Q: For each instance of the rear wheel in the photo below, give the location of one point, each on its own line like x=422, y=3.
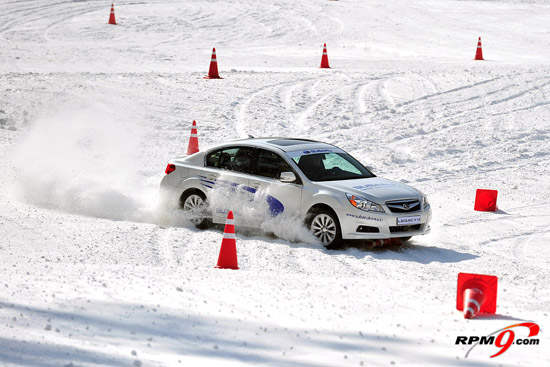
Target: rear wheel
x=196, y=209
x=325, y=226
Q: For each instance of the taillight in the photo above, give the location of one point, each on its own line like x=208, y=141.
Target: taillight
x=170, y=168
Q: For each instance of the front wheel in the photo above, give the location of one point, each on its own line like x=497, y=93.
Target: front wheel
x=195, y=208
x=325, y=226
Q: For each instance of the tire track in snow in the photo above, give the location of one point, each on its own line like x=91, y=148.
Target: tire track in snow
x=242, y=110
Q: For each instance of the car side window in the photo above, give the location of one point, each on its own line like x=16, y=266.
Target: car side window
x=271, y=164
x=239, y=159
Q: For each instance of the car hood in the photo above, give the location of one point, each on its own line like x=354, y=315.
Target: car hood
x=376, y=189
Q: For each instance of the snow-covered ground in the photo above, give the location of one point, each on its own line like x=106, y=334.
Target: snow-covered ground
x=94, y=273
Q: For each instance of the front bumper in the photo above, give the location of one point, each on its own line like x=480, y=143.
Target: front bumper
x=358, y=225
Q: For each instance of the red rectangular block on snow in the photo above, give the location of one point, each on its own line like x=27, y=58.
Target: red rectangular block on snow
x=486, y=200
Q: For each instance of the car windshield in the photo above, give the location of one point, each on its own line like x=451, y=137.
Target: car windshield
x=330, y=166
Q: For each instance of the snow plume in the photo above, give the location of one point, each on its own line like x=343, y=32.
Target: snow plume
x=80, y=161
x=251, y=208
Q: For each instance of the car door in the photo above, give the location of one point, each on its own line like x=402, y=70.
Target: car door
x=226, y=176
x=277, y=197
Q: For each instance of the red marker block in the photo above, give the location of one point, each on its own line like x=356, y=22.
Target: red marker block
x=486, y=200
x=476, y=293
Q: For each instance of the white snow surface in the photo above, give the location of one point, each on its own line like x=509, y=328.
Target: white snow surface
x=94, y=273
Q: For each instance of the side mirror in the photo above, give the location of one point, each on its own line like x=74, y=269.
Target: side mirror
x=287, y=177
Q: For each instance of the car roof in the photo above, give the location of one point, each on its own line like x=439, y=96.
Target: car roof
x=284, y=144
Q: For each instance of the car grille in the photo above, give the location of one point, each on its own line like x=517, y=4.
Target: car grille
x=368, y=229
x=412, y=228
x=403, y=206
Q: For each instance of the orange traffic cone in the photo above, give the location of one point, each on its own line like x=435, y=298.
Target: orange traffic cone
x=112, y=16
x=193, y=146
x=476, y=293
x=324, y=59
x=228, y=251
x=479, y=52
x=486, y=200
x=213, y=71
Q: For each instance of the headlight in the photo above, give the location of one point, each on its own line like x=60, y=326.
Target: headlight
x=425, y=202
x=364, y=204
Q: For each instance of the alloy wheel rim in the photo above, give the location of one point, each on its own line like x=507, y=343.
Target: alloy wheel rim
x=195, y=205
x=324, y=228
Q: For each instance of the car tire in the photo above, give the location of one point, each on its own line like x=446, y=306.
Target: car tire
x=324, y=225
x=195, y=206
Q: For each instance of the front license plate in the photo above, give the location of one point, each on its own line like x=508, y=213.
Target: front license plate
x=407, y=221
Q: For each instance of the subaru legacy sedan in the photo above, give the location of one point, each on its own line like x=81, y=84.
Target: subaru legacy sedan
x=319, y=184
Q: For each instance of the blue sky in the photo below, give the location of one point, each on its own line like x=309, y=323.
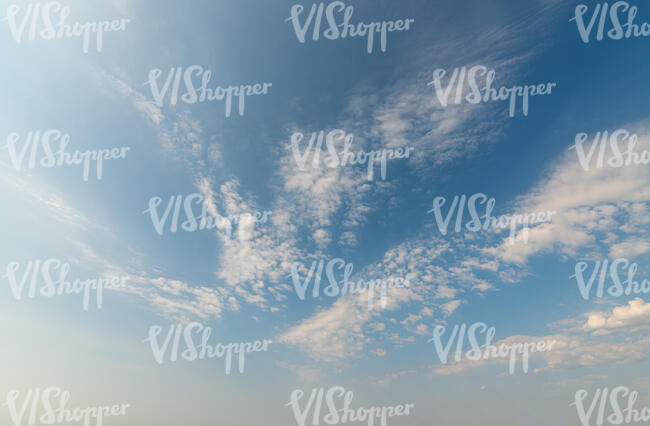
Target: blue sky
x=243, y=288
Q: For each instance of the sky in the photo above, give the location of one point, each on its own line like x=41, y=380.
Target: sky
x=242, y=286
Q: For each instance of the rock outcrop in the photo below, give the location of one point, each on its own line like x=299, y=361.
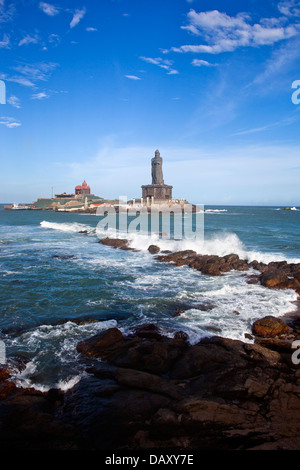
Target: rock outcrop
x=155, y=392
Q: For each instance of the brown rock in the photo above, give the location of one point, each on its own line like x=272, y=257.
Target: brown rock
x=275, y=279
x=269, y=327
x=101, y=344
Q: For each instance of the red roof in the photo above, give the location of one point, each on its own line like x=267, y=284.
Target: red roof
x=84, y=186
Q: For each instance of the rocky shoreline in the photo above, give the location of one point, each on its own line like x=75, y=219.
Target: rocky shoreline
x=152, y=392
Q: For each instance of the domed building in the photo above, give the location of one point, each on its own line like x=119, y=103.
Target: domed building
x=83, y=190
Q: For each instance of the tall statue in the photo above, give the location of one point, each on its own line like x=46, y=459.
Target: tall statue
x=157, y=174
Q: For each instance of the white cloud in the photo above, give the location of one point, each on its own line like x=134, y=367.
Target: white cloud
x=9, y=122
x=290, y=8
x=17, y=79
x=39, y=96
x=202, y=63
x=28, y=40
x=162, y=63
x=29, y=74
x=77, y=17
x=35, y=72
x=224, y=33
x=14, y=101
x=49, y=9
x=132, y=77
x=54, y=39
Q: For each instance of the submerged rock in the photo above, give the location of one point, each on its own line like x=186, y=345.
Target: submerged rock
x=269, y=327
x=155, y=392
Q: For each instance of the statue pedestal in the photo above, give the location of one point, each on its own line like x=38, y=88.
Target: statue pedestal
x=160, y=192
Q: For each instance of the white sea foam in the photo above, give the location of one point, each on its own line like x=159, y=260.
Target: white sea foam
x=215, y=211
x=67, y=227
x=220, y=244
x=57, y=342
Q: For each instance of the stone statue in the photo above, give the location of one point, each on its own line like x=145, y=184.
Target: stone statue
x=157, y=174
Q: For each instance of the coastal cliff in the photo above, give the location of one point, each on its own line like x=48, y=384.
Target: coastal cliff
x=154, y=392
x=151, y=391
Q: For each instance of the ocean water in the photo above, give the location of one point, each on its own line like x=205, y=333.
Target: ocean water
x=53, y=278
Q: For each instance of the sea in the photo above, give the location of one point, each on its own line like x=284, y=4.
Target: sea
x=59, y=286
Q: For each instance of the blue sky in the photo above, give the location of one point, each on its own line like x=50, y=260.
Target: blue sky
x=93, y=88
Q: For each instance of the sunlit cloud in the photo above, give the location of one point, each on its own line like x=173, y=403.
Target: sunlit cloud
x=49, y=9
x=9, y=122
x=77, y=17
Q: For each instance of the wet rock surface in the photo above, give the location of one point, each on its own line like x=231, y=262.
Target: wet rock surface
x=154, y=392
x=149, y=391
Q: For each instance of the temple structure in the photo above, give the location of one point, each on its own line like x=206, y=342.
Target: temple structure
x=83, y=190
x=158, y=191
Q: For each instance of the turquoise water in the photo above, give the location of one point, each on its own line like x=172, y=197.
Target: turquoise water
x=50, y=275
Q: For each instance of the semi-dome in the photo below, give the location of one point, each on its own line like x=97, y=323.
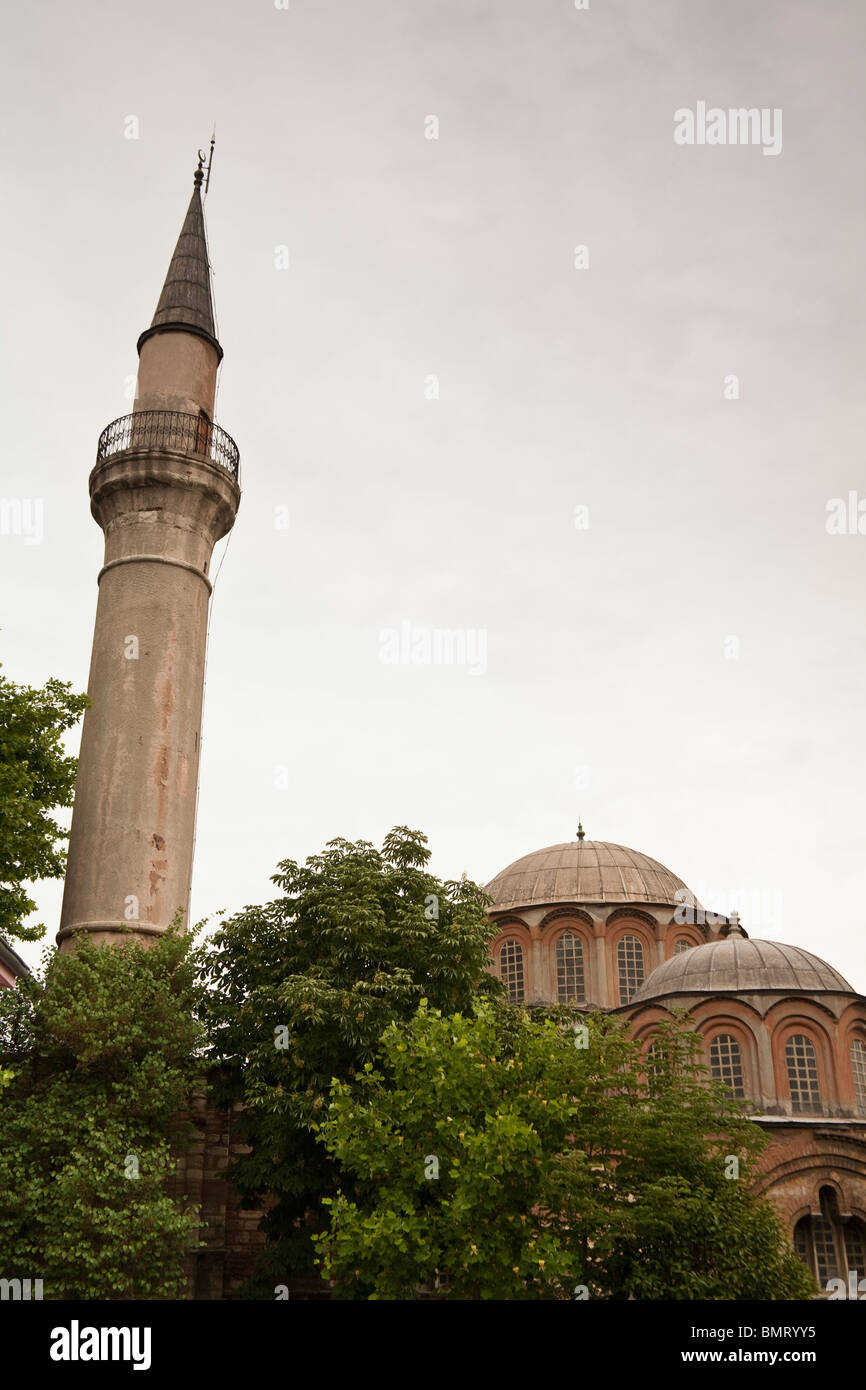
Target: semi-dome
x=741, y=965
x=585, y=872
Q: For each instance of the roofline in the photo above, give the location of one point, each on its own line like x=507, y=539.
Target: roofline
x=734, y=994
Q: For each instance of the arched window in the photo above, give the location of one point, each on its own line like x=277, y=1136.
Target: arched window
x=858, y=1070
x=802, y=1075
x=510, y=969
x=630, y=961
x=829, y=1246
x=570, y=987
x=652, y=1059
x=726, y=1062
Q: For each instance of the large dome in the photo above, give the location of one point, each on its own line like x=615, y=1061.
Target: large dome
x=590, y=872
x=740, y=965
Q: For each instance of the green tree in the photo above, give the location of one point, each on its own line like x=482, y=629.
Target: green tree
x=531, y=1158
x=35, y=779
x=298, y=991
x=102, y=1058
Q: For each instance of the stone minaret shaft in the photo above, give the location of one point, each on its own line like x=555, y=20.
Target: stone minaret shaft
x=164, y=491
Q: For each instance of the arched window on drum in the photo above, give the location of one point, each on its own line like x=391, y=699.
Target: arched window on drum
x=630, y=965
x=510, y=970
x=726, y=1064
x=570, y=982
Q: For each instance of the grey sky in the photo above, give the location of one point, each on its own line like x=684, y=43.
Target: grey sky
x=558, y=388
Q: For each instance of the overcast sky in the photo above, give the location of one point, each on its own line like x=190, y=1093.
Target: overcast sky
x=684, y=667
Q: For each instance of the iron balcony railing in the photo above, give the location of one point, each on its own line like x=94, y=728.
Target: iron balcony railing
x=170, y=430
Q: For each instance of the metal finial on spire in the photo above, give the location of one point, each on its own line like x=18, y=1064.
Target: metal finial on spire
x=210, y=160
------------------------------------------------
> **Exercise goal**: Update the part of the data that opens with the line containing "Q: For each instance of the coastal" and closes with the line containing "x=151, y=391" by changing "coastal cliff" to "sea cliff" and keeping everything else the same. Return only those lines.

> **Full output**:
Q: For each instance of the sea cliff in the photo above, give the location of one point, each on its own line like x=48, y=384.
Target: sea cliff
x=154, y=392
x=151, y=391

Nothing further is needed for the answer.